*** Block opens ***

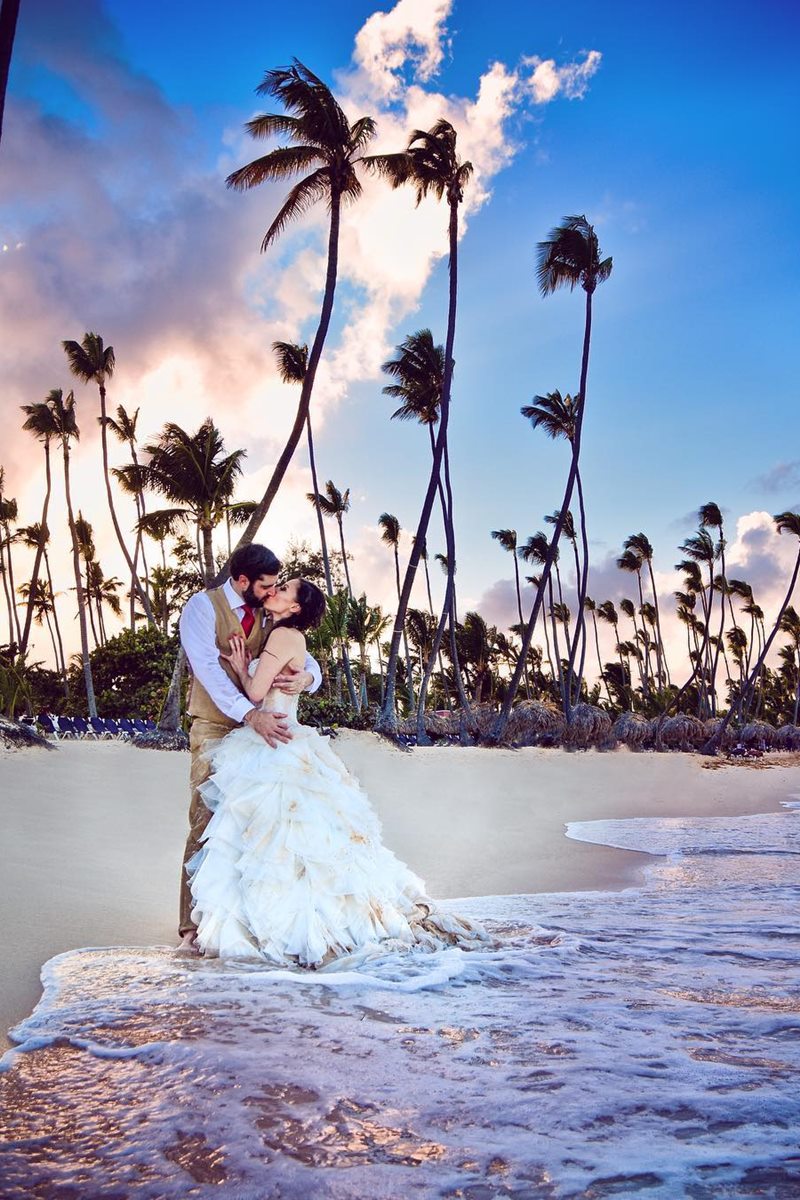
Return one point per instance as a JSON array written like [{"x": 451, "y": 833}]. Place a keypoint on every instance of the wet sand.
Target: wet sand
[{"x": 94, "y": 832}]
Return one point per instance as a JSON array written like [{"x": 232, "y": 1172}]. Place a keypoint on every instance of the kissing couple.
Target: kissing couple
[{"x": 284, "y": 859}]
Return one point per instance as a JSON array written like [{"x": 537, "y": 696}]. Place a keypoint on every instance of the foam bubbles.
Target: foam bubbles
[{"x": 635, "y": 1043}]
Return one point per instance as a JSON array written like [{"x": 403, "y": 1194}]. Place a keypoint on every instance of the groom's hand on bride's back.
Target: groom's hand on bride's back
[
  {"x": 271, "y": 726},
  {"x": 292, "y": 682}
]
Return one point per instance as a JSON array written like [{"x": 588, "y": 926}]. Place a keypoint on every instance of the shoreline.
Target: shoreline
[{"x": 95, "y": 831}]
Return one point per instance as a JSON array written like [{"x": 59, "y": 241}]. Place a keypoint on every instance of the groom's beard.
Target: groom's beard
[{"x": 251, "y": 599}]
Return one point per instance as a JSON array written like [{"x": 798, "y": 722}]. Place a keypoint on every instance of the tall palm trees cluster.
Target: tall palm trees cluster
[{"x": 426, "y": 657}]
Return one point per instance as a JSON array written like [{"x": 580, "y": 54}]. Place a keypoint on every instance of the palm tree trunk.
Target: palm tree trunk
[
  {"x": 12, "y": 588},
  {"x": 505, "y": 712},
  {"x": 90, "y": 610},
  {"x": 170, "y": 712},
  {"x": 40, "y": 550},
  {"x": 388, "y": 717},
  {"x": 522, "y": 623},
  {"x": 320, "y": 523},
  {"x": 450, "y": 538},
  {"x": 134, "y": 579},
  {"x": 409, "y": 671},
  {"x": 600, "y": 665},
  {"x": 347, "y": 573},
  {"x": 206, "y": 533},
  {"x": 280, "y": 471},
  {"x": 61, "y": 660},
  {"x": 5, "y": 588},
  {"x": 49, "y": 629},
  {"x": 79, "y": 592},
  {"x": 714, "y": 742}
]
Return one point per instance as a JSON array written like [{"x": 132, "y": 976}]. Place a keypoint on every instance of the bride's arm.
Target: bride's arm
[{"x": 284, "y": 647}]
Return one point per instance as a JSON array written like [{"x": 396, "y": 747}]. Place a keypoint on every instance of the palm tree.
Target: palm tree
[
  {"x": 557, "y": 415},
  {"x": 791, "y": 625},
  {"x": 432, "y": 166},
  {"x": 417, "y": 372},
  {"x": 702, "y": 550},
  {"x": 36, "y": 538},
  {"x": 8, "y": 514},
  {"x": 507, "y": 539},
  {"x": 390, "y": 532},
  {"x": 94, "y": 363},
  {"x": 607, "y": 612},
  {"x": 293, "y": 364},
  {"x": 785, "y": 522},
  {"x": 38, "y": 423},
  {"x": 335, "y": 504},
  {"x": 570, "y": 257},
  {"x": 124, "y": 427},
  {"x": 65, "y": 426},
  {"x": 320, "y": 138},
  {"x": 85, "y": 535},
  {"x": 536, "y": 550},
  {"x": 590, "y": 606},
  {"x": 193, "y": 472},
  {"x": 639, "y": 545}
]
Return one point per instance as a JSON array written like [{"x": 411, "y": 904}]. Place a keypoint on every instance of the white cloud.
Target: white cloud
[
  {"x": 547, "y": 78},
  {"x": 410, "y": 34}
]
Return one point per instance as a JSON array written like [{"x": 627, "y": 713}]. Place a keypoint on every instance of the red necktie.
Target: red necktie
[{"x": 247, "y": 621}]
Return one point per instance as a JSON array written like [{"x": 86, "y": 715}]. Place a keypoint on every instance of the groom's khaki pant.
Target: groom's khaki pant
[{"x": 202, "y": 737}]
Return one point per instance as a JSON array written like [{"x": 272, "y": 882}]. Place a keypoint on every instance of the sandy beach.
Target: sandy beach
[{"x": 94, "y": 832}]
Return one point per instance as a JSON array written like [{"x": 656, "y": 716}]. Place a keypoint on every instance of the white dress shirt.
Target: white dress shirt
[{"x": 198, "y": 631}]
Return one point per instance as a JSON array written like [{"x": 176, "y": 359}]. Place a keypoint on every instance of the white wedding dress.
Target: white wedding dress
[{"x": 293, "y": 869}]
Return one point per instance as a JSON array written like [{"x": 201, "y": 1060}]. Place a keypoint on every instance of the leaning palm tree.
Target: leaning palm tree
[
  {"x": 94, "y": 363},
  {"x": 639, "y": 544},
  {"x": 324, "y": 143},
  {"x": 192, "y": 472},
  {"x": 40, "y": 423},
  {"x": 431, "y": 165},
  {"x": 8, "y": 514},
  {"x": 293, "y": 364},
  {"x": 332, "y": 503},
  {"x": 85, "y": 535},
  {"x": 785, "y": 522},
  {"x": 417, "y": 375},
  {"x": 36, "y": 538},
  {"x": 570, "y": 257},
  {"x": 507, "y": 539},
  {"x": 557, "y": 415},
  {"x": 390, "y": 532},
  {"x": 65, "y": 426},
  {"x": 124, "y": 427}
]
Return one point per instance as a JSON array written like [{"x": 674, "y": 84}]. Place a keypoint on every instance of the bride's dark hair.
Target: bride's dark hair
[{"x": 312, "y": 607}]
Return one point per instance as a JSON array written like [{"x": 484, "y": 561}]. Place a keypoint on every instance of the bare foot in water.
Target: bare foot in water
[{"x": 188, "y": 943}]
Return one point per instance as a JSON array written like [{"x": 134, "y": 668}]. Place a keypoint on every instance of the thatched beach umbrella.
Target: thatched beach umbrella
[
  {"x": 788, "y": 737},
  {"x": 633, "y": 731},
  {"x": 589, "y": 726},
  {"x": 534, "y": 724},
  {"x": 759, "y": 735},
  {"x": 683, "y": 732}
]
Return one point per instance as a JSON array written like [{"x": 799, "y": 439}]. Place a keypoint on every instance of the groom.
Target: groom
[{"x": 216, "y": 702}]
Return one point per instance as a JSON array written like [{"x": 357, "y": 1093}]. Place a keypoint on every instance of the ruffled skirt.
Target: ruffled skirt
[{"x": 293, "y": 868}]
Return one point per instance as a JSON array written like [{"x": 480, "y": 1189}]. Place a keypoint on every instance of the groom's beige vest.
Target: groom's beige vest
[{"x": 200, "y": 705}]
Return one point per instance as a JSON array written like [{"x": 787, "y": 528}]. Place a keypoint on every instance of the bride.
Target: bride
[{"x": 293, "y": 869}]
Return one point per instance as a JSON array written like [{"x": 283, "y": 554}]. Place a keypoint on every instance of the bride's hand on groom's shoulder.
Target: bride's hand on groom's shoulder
[{"x": 292, "y": 682}]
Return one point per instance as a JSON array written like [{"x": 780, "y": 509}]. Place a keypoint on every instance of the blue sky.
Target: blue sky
[{"x": 681, "y": 149}]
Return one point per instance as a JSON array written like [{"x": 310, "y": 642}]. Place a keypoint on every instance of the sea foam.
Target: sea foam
[{"x": 636, "y": 1043}]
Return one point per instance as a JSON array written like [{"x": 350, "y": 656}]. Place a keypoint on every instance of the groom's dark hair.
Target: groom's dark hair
[{"x": 253, "y": 561}]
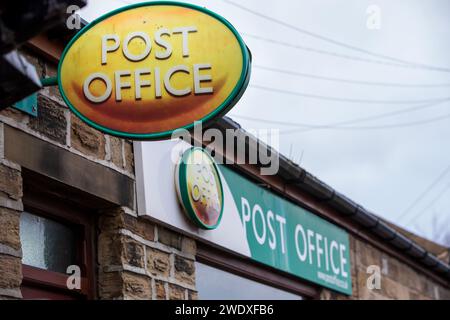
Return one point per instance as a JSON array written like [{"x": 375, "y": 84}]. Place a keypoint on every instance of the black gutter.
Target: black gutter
[{"x": 293, "y": 174}]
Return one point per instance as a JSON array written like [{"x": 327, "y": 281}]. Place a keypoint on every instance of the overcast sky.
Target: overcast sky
[{"x": 384, "y": 169}]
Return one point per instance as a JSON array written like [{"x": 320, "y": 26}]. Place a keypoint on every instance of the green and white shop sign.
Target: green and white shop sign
[
  {"x": 255, "y": 222},
  {"x": 290, "y": 238}
]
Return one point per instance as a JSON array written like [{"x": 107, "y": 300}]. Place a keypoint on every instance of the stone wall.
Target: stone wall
[
  {"x": 140, "y": 260},
  {"x": 398, "y": 280},
  {"x": 136, "y": 259}
]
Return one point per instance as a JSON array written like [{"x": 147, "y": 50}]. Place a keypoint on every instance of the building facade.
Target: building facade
[{"x": 68, "y": 197}]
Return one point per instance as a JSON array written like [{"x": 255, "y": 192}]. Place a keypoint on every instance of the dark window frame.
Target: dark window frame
[
  {"x": 82, "y": 220},
  {"x": 247, "y": 268}
]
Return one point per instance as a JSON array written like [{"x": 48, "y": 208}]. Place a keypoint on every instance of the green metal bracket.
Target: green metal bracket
[
  {"x": 28, "y": 105},
  {"x": 50, "y": 81}
]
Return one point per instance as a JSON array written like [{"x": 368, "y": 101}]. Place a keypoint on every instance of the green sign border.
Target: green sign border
[
  {"x": 183, "y": 192},
  {"x": 229, "y": 102}
]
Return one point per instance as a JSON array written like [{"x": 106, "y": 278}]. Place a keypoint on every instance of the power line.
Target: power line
[
  {"x": 346, "y": 122},
  {"x": 329, "y": 53},
  {"x": 424, "y": 193},
  {"x": 330, "y": 40},
  {"x": 391, "y": 126},
  {"x": 350, "y": 100},
  {"x": 341, "y": 80},
  {"x": 439, "y": 196}
]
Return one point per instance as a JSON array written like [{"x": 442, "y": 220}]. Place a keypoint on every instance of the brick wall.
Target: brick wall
[
  {"x": 398, "y": 280},
  {"x": 136, "y": 259},
  {"x": 143, "y": 260}
]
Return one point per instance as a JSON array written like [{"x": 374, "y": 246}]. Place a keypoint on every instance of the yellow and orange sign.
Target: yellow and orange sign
[{"x": 145, "y": 70}]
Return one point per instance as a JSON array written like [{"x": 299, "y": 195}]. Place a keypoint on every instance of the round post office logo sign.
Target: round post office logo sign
[
  {"x": 148, "y": 69},
  {"x": 199, "y": 188}
]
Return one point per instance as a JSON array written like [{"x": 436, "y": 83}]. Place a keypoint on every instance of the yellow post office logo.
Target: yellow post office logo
[
  {"x": 145, "y": 70},
  {"x": 199, "y": 188}
]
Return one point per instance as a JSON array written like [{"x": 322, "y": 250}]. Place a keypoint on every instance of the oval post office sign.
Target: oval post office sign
[
  {"x": 199, "y": 188},
  {"x": 145, "y": 70}
]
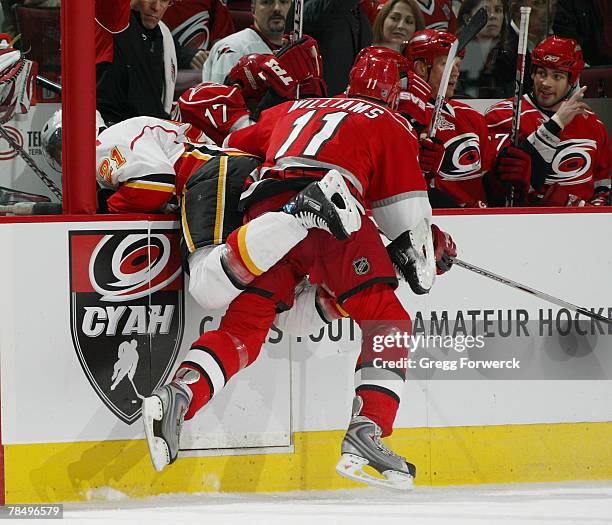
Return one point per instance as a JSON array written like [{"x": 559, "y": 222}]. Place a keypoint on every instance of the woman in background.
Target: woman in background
[
  {"x": 488, "y": 69},
  {"x": 396, "y": 22}
]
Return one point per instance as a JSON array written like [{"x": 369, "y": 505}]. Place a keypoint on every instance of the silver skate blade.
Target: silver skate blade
[
  {"x": 351, "y": 467},
  {"x": 158, "y": 449}
]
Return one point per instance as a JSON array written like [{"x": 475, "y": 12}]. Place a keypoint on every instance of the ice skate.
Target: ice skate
[
  {"x": 328, "y": 205},
  {"x": 163, "y": 413},
  {"x": 362, "y": 446}
]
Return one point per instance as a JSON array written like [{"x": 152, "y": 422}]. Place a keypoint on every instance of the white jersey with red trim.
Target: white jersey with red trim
[
  {"x": 580, "y": 156},
  {"x": 216, "y": 109},
  {"x": 147, "y": 160},
  {"x": 468, "y": 153},
  {"x": 225, "y": 53}
]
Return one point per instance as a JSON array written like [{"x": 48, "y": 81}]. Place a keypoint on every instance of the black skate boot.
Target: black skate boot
[
  {"x": 362, "y": 446},
  {"x": 328, "y": 205},
  {"x": 163, "y": 413}
]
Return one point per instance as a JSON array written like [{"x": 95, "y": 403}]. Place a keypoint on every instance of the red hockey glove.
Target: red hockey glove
[
  {"x": 444, "y": 249},
  {"x": 514, "y": 168},
  {"x": 298, "y": 64},
  {"x": 431, "y": 155},
  {"x": 558, "y": 195},
  {"x": 247, "y": 74}
]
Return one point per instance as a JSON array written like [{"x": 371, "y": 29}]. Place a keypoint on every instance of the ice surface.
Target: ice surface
[{"x": 575, "y": 503}]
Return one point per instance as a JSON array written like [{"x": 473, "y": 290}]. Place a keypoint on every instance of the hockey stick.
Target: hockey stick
[
  {"x": 518, "y": 85},
  {"x": 531, "y": 291},
  {"x": 32, "y": 165},
  {"x": 436, "y": 117},
  {"x": 49, "y": 84},
  {"x": 298, "y": 12},
  {"x": 473, "y": 27}
]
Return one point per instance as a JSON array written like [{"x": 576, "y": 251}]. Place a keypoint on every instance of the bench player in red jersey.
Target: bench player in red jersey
[
  {"x": 461, "y": 153},
  {"x": 564, "y": 156}
]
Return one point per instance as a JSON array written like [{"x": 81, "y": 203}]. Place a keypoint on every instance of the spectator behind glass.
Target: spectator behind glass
[
  {"x": 396, "y": 22},
  {"x": 141, "y": 77},
  {"x": 488, "y": 69},
  {"x": 342, "y": 30},
  {"x": 589, "y": 22},
  {"x": 264, "y": 36},
  {"x": 540, "y": 19},
  {"x": 196, "y": 25}
]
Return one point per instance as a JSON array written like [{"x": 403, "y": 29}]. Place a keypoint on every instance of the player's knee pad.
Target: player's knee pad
[{"x": 209, "y": 283}]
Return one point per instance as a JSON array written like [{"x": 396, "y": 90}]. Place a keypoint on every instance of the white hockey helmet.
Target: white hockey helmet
[{"x": 51, "y": 138}]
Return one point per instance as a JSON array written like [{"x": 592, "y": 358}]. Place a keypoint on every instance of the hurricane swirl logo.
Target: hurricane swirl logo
[
  {"x": 461, "y": 158},
  {"x": 126, "y": 311},
  {"x": 137, "y": 266},
  {"x": 572, "y": 161}
]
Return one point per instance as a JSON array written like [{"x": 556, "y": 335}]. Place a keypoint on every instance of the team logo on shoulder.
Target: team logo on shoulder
[
  {"x": 126, "y": 319},
  {"x": 361, "y": 266}
]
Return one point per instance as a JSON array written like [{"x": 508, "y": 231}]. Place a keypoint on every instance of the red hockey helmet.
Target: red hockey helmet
[
  {"x": 247, "y": 74},
  {"x": 428, "y": 44},
  {"x": 563, "y": 54},
  {"x": 390, "y": 54},
  {"x": 377, "y": 78}
]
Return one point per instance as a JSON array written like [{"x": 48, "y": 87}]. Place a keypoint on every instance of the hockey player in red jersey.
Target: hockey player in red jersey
[
  {"x": 148, "y": 161},
  {"x": 255, "y": 82},
  {"x": 360, "y": 138},
  {"x": 564, "y": 156},
  {"x": 461, "y": 153}
]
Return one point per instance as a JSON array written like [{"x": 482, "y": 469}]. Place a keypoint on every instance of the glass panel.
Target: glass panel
[{"x": 32, "y": 31}]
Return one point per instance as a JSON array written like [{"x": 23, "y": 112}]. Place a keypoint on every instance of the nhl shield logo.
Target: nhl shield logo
[
  {"x": 361, "y": 266},
  {"x": 126, "y": 300}
]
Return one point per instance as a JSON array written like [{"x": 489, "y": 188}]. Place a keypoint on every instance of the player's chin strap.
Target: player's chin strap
[
  {"x": 532, "y": 291},
  {"x": 412, "y": 255}
]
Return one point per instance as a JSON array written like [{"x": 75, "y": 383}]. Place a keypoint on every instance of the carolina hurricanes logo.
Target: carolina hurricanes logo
[
  {"x": 572, "y": 160},
  {"x": 194, "y": 33},
  {"x": 137, "y": 263},
  {"x": 461, "y": 158},
  {"x": 126, "y": 305}
]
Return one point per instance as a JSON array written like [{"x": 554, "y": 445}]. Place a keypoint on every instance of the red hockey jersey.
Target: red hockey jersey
[
  {"x": 468, "y": 153},
  {"x": 374, "y": 148},
  {"x": 198, "y": 24},
  {"x": 580, "y": 158},
  {"x": 215, "y": 109}
]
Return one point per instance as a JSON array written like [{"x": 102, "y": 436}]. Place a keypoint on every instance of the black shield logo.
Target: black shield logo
[{"x": 126, "y": 300}]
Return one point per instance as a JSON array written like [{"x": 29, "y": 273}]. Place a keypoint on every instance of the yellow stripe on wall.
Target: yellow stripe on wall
[{"x": 444, "y": 456}]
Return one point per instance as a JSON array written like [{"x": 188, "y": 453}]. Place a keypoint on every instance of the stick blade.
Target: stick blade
[{"x": 474, "y": 26}]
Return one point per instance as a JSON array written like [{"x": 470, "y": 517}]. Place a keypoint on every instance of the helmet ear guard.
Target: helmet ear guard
[
  {"x": 377, "y": 78},
  {"x": 562, "y": 54}
]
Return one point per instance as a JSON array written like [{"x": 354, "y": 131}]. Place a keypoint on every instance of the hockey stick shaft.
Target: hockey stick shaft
[
  {"x": 532, "y": 291},
  {"x": 473, "y": 27},
  {"x": 31, "y": 164},
  {"x": 49, "y": 84},
  {"x": 518, "y": 85},
  {"x": 520, "y": 75},
  {"x": 441, "y": 96}
]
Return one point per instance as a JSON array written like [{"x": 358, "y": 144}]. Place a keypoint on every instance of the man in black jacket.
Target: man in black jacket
[{"x": 342, "y": 30}]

*** Block closes ***

# Required work
In the data above, retype exactly and only the lines between the one holding "Target: red hockey helmet" and the one holding "nhl shield logo.", inclusive.

# Answer box
Target: red hockey helmet
[
  {"x": 247, "y": 74},
  {"x": 428, "y": 44},
  {"x": 563, "y": 54},
  {"x": 390, "y": 54},
  {"x": 377, "y": 78}
]
Return one point per instance as a JSON array written like [{"x": 48, "y": 87}]. Place a keypoint on every instance of the hockey player in red jersey.
Target: hockey player in red jersey
[
  {"x": 148, "y": 161},
  {"x": 255, "y": 82},
  {"x": 360, "y": 138},
  {"x": 564, "y": 156},
  {"x": 461, "y": 153}
]
Return one point per instance as a JSON array written like [{"x": 482, "y": 469}]. Place a keypoint on every instance of the glass panel.
Target: glass panel
[{"x": 32, "y": 31}]
Return one point per instance as a JSON array written like [{"x": 23, "y": 112}]. Place a keypoint on every instance of the nhl shield logo.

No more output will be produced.